++++ Study material

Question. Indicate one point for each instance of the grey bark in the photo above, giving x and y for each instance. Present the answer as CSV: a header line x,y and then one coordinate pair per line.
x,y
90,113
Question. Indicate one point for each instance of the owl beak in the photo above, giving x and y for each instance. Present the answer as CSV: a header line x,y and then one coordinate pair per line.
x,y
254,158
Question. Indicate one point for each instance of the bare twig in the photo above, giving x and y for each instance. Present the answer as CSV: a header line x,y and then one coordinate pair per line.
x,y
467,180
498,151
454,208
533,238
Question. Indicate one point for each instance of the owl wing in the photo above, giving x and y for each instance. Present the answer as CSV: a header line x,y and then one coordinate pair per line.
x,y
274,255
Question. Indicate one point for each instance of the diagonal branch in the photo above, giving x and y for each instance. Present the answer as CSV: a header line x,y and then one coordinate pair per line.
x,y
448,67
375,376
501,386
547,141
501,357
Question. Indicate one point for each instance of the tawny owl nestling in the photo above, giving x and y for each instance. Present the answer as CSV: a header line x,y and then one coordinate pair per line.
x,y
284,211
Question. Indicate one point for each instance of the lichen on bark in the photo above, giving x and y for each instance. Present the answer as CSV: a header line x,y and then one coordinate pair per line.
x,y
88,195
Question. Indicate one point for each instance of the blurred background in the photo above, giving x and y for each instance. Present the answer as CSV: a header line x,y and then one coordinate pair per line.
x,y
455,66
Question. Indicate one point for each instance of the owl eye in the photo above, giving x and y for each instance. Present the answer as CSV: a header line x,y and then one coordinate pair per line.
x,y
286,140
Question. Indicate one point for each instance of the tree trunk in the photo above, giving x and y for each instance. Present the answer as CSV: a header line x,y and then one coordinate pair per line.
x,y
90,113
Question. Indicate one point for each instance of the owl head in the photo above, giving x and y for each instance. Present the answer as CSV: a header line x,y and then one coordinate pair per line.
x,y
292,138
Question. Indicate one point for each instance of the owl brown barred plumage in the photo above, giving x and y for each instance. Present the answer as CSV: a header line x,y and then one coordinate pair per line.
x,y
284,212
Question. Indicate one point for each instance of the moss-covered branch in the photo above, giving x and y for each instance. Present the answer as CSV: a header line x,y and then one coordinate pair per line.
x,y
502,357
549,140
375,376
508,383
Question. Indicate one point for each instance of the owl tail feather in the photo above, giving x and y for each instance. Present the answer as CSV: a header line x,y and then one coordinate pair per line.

++++++++

Print again the material above, limited to the lines from the one holding "Question. Indicate one point for each instance of the blurred" through the last, inclusive.

**Solution to this problem**
Question. Indicate one point for each instance of the blurred background in the photo above, giving x and y for each instance. Present the answer as CSV: a header line x,y and then one coordinate pair per line.
x,y
455,66
Question. Indicate one point for each instance of the owl eye in the photo above, giving x and y for each instance. Present the answer as CSV: a header line x,y and then one coordinate pair per line.
x,y
286,140
Question. Indicate one point for each instance of the tree trunk in the photo above, giving x and y for each instance. Present the answer as CSV: a header line x,y and then one coordinate pair per line.
x,y
90,113
Question. Indicate one point for each instance of the owl head in the photo above, giving x and y for each instance. Present the answer as CSV: a header line x,y and then one coordinate pair per line.
x,y
292,138
Question. Indicate one point for each instance of the owl brown barred plumage in the photo above, giving x and y for each instance. Present the answer as CSV: a header line x,y and then one coordinate pair per line.
x,y
284,212
Question. Indicate one point for each instance of the moss-covered branch in the photo above, giving x and y for each instance. Present the answer as CSV: a header line x,y and then one coordinate pair per line.
x,y
502,357
549,140
375,376
508,383
Question. Indicate one point for each instance of the owl tail feather in the photo above, giving x and y for each instance. Present the answer as CSV: a header line x,y and then one coordinate pair per line.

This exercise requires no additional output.